● **TASK TO COMPLETE**: From the entries below, keep only the lines that contain the word "metal", and copy each of those lines in full.

** BEGIN DATA EXCERPTS **

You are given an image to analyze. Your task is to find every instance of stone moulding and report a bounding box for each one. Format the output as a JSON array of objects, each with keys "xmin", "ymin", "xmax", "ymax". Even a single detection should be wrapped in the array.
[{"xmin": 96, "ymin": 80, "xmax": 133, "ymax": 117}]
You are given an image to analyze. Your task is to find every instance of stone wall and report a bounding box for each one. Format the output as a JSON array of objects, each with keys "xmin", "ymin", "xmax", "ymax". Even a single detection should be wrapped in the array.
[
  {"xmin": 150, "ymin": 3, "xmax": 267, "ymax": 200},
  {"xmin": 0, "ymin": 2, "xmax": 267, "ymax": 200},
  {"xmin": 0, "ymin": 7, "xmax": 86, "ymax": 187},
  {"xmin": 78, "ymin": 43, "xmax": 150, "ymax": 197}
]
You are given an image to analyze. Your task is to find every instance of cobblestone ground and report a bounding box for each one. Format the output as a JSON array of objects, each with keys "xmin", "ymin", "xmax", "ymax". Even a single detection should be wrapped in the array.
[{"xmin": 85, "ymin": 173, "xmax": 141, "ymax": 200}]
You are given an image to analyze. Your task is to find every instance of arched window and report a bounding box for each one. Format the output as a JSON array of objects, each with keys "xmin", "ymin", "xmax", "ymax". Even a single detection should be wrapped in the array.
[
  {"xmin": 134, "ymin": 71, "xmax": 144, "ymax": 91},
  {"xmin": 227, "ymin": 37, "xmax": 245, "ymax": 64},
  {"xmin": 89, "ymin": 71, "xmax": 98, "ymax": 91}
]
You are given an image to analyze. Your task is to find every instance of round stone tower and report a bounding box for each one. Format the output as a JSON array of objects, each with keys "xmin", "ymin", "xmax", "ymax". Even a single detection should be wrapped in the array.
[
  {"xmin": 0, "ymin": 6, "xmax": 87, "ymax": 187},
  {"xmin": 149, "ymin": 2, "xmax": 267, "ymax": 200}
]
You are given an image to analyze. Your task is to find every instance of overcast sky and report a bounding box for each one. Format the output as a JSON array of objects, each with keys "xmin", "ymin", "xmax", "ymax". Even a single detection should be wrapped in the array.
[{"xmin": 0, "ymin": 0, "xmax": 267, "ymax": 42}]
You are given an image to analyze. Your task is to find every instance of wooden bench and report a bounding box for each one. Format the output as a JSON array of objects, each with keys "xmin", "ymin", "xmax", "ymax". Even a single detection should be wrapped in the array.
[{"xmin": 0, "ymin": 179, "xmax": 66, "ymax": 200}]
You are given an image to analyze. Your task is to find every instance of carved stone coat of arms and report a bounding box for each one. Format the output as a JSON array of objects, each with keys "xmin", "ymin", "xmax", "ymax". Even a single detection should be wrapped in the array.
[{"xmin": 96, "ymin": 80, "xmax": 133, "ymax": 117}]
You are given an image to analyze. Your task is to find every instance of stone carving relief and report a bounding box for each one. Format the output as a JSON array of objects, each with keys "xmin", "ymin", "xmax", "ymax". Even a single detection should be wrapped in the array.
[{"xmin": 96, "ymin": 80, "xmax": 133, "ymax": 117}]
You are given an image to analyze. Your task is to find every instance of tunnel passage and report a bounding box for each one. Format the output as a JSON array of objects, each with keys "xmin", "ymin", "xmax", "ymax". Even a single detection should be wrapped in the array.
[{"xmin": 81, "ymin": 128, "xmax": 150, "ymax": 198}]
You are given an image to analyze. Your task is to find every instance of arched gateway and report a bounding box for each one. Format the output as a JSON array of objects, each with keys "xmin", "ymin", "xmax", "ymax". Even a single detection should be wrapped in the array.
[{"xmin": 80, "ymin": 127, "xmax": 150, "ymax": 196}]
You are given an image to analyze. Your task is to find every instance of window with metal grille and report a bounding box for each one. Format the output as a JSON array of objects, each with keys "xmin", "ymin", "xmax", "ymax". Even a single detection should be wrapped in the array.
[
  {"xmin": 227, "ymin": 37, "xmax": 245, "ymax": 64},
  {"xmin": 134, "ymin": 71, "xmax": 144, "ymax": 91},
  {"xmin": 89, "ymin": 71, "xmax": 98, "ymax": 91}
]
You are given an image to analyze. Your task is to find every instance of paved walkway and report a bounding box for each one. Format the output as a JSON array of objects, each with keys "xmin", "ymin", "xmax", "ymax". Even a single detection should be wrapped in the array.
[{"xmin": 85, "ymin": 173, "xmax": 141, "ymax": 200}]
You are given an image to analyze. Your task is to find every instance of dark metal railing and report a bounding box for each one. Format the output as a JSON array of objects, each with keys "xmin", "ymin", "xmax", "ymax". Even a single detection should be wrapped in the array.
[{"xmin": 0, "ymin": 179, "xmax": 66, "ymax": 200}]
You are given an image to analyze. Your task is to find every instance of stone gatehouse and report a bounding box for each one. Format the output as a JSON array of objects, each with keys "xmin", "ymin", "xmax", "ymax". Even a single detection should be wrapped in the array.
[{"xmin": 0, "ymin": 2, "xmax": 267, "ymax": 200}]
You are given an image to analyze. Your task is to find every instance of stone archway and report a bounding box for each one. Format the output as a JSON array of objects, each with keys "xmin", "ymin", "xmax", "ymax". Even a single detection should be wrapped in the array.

** END DATA EXCERPTS **

● **WRITTEN SOLUTION**:
You are given an image to analyze. Your task is to find every instance of window with metal grille and report a bounding box for each one. Format the output as a JSON array of objects, each with keys "xmin", "ymin", "xmax", "ymax". Even a single detection should be wrapped in the array.
You are given an image to analyze. Your task is to find every instance of dark metal railing and report a bounding box for each one. Format the output as a JSON array of objects, each with keys "xmin", "ymin", "xmax", "ymax". Even a single detection should be wrapped in the array.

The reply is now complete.